Exercise description: The required output is a number: how many lines of the data below include the string "item".

(Input data Opens)

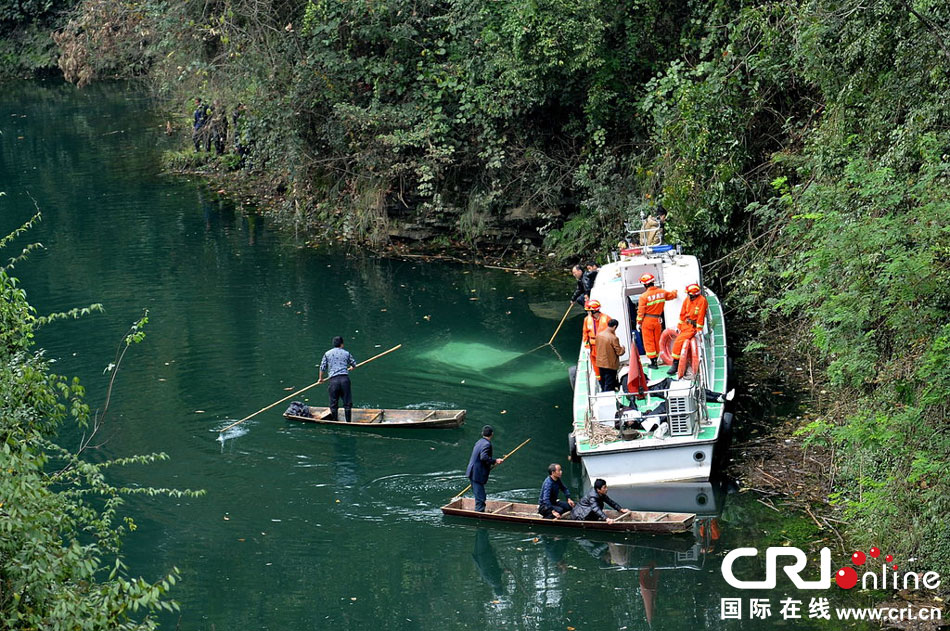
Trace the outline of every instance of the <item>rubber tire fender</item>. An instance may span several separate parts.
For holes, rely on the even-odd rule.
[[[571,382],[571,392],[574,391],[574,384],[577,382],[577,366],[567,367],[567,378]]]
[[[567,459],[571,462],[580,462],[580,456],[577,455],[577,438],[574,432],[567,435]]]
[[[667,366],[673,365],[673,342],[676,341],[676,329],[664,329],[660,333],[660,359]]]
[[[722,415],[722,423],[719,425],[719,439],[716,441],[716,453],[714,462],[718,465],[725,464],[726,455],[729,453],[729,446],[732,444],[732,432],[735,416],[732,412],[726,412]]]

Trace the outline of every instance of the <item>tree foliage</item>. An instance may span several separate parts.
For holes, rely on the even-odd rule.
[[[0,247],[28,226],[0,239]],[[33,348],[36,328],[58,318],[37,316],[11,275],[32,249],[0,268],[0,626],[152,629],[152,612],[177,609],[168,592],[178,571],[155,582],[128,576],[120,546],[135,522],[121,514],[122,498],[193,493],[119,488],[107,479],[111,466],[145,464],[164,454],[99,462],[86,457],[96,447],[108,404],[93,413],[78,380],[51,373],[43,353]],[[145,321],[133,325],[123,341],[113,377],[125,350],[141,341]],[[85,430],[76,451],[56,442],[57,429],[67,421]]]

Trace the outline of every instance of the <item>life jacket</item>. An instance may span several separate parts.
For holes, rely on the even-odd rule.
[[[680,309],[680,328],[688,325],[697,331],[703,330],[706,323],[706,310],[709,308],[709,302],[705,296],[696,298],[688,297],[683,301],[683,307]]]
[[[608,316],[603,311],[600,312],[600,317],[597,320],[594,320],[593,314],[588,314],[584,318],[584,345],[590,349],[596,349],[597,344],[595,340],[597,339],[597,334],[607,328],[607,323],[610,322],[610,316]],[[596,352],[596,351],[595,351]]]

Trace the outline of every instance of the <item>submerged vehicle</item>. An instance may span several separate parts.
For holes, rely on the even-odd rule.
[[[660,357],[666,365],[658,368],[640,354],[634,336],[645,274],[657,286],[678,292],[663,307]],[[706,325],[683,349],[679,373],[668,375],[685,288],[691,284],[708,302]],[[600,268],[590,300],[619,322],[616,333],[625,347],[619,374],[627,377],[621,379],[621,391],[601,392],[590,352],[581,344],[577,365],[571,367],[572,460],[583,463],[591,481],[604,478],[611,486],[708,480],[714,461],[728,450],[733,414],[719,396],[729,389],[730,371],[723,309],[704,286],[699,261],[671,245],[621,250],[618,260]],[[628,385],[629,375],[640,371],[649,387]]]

(Input data Closes)
(Input data Opens)

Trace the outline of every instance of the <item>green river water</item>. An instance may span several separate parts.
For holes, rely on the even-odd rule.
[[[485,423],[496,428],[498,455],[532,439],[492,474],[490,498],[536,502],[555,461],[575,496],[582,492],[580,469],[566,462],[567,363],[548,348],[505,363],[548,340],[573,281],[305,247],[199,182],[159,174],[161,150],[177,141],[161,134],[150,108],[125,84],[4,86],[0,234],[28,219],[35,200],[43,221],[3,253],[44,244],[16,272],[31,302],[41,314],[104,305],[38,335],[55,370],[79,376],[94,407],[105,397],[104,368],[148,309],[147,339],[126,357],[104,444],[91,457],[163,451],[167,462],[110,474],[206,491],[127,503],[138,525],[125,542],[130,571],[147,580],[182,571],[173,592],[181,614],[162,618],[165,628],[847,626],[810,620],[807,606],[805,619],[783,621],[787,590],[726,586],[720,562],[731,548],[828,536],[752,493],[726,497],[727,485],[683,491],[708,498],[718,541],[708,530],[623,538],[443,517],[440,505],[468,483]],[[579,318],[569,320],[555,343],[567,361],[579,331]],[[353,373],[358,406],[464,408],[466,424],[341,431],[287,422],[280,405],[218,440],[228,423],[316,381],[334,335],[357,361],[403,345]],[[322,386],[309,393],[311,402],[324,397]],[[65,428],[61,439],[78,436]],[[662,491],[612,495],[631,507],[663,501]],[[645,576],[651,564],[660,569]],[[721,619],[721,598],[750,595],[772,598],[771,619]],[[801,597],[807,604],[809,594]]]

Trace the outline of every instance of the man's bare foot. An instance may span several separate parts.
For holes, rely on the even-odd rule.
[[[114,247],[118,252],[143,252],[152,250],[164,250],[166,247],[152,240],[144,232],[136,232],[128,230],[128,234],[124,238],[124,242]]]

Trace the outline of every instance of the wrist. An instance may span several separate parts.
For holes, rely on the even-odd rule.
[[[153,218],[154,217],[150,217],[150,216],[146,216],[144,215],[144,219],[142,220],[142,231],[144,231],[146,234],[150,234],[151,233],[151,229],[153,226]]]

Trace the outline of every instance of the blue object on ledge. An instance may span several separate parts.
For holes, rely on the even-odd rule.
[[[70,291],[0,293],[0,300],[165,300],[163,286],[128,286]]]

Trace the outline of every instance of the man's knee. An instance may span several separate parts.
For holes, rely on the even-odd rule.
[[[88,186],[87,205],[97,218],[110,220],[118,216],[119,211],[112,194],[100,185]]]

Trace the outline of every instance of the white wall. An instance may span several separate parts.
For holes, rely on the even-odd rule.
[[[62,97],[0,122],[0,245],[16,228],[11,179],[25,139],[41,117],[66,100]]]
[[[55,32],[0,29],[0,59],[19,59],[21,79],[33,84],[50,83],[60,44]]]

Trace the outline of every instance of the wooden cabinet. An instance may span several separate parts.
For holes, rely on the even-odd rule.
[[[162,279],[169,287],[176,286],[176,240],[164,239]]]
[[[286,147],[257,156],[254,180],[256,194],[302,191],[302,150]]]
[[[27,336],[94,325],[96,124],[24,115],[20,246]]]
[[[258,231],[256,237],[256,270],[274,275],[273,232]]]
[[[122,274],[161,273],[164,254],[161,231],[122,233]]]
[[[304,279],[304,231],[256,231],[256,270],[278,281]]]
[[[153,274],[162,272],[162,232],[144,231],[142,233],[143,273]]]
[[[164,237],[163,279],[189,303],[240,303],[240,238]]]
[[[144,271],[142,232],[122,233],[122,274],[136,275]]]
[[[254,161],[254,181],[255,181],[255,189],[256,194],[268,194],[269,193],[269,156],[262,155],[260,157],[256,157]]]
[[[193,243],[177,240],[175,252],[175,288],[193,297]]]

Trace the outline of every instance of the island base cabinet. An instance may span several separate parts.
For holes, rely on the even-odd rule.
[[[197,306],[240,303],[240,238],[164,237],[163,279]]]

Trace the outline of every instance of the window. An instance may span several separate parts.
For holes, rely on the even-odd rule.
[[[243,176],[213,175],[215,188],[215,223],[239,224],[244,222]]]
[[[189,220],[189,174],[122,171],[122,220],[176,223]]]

(Input data Closes)

Solution to this exercise: 5